* [Task item] A word-for-word copy of every entry below is required; the images do not belong in it.

===

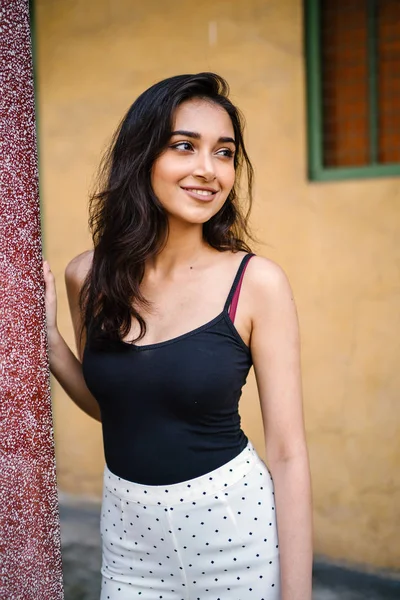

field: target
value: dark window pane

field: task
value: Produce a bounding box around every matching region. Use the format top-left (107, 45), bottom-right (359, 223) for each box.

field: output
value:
top-left (378, 0), bottom-right (400, 164)
top-left (321, 0), bottom-right (369, 167)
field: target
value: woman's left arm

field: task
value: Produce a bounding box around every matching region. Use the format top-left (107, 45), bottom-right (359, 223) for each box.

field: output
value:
top-left (249, 257), bottom-right (313, 600)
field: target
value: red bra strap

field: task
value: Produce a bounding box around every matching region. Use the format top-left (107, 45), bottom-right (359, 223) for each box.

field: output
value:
top-left (228, 255), bottom-right (254, 323)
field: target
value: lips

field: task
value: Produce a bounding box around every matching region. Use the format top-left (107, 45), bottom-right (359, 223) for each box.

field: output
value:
top-left (181, 186), bottom-right (219, 201)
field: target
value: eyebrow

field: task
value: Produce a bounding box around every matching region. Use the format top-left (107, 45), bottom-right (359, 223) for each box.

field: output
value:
top-left (170, 130), bottom-right (236, 146)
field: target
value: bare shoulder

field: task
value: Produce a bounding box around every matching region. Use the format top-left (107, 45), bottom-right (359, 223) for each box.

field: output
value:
top-left (64, 251), bottom-right (93, 354)
top-left (245, 255), bottom-right (294, 302)
top-left (246, 256), bottom-right (299, 349)
top-left (65, 250), bottom-right (93, 289)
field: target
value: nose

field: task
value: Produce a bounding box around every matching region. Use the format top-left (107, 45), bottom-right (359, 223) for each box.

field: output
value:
top-left (192, 150), bottom-right (216, 181)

===

* [Response]
field: target
value: dark window pane

field: task
value: Produce a bounding box around every matching region. Use the format top-left (107, 45), bottom-right (359, 223) for each box.

field: output
value:
top-left (378, 0), bottom-right (400, 164)
top-left (321, 0), bottom-right (369, 167)
field: target
value: woman's left arm

field: task
value: Produce a bounding box around every matching region. Use the format top-left (107, 45), bottom-right (359, 223) for each box.

field: output
value:
top-left (249, 257), bottom-right (313, 600)
field: target
value: red bra strap

field: task
value: Produce a bounding box around every matching region. Use the format top-left (107, 45), bottom-right (359, 223) for each box.

field: output
value:
top-left (228, 255), bottom-right (254, 323)
field: target
value: lips

field: task
value: Produce a bounding box around every matching region. Use the format top-left (107, 45), bottom-right (359, 223) for each box.

field: output
value:
top-left (181, 186), bottom-right (219, 201)
field: target
value: eyebrow

field: task
value: Produce a bounding box around every matching region. Use the format top-left (107, 45), bottom-right (359, 223) for each box.

field: output
value:
top-left (170, 130), bottom-right (236, 146)
field: target
value: bare shoulder

field: task
value: Produce a bounding box around every matching region. Use the format top-left (107, 45), bottom-right (359, 223) for each box.

field: output
value:
top-left (64, 251), bottom-right (93, 354)
top-left (245, 255), bottom-right (294, 302)
top-left (246, 256), bottom-right (299, 349)
top-left (65, 250), bottom-right (93, 289)
field: target
value: nose

field: task
value: Produce a bounding box around every matching region. Use the format top-left (107, 45), bottom-right (359, 223) for each box.

field: output
value:
top-left (192, 150), bottom-right (216, 181)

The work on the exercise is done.